- _TEXTO DE REFERENCIA_:
La industria de la felicidad, que mueve miles de millones de euros, afirma que puede moldear a los individuos y hacer de ellos criaturas capaces de oponer resistencia a los sentimientos negativos, de sacar el mejor partido de sí mismos controlando totalmente sus deseos improductivos y sus pensamientos derrotistas. Esa es la hipótesis de la que partieron la socióloga Eva Illouz y el psicólogo Edgar Cabanas, autores del best seller “Happycracia: cómo la ciencia y la industria de la felicidad controlan nuestras vidas”, para presentar un análisis descarnado de lo que ellos llaman la industria de la felicidad y de la aparente legitimidad científica de la psicología positiva.
Cabanas es doctor en Psicología, investigador en la Universidad Camilo José Cela y en el Centro de Historia de las Emociones del Instituto Max Planck para el Desarrollo Humano en Berlín y cofundador de la red internacional de investigadores Popular Psychology, Self-Help Culture and the Happiness Industry. “Creo que la felicidad existe como un negocio -asegura para romper el hielo-. En las últimas décadas ha sido una de las industrias que más fuertemente ha crecido y que más beneficios ha dado, porque capitaliza el malestar y se nutre también de él. Uno se puede preguntar cómo es que, a estas alturas, no seamos todos y todas ya felicísimos. La respuesta es obvia: ni existen tales claves para ser más felices, ni por tanto las ha descubierto nadie”.

- _EJERCICIOS PROPUESTOS_:
- A) Vuelve a escribir todo lo que va desde "La industria de la felicidad, que" hasta "la psicología positiva." en el texto sobre la industria de la felicidad, sustituyendo "individuos" por "personas".
- B) Según el texto sobre la industria de la felicidad, ¿en qué ciudad está el instituto donde investiga Edgar Cabanas?

- _DATOS DADOS_:

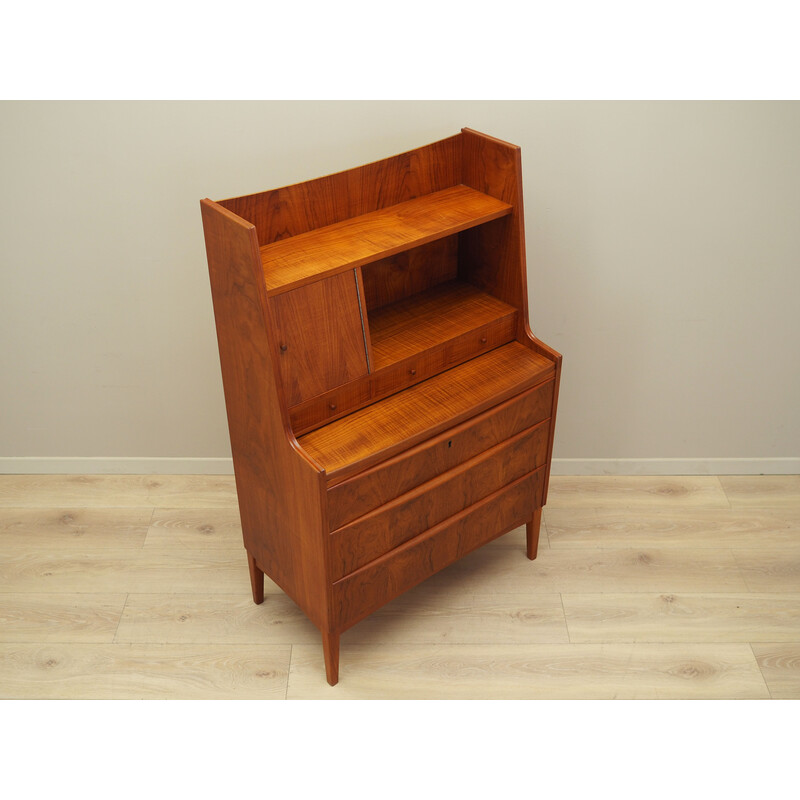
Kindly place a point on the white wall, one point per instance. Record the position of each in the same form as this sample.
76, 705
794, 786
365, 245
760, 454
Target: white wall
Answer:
663, 255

- _RESPUESTAS_:
- A)
La industria de la felicidad, que mueve miles de millones de euros, afirma que puede moldear a los personas y hacer de ellos criaturas capaces de oponer resistencia a los sentimientos negativos, de sacar el mejor partido de sí mismos controlando totalmente sus deseos improductivos y sus pensamientos derrotistas. Esa es la hipótesis de la que partieron la socióloga Eva Illouz y el psicólogo Edgar Cabanas, autores del best seller “Happycracia: cómo la ciencia y la industria de la felicidad controlan nuestras vidas”, para presentar un análisis descarnado de lo que ellos llaman la industria de la felicidad y de la aparente legitimidad científica de la psicología positiva.

- B) En Berlín.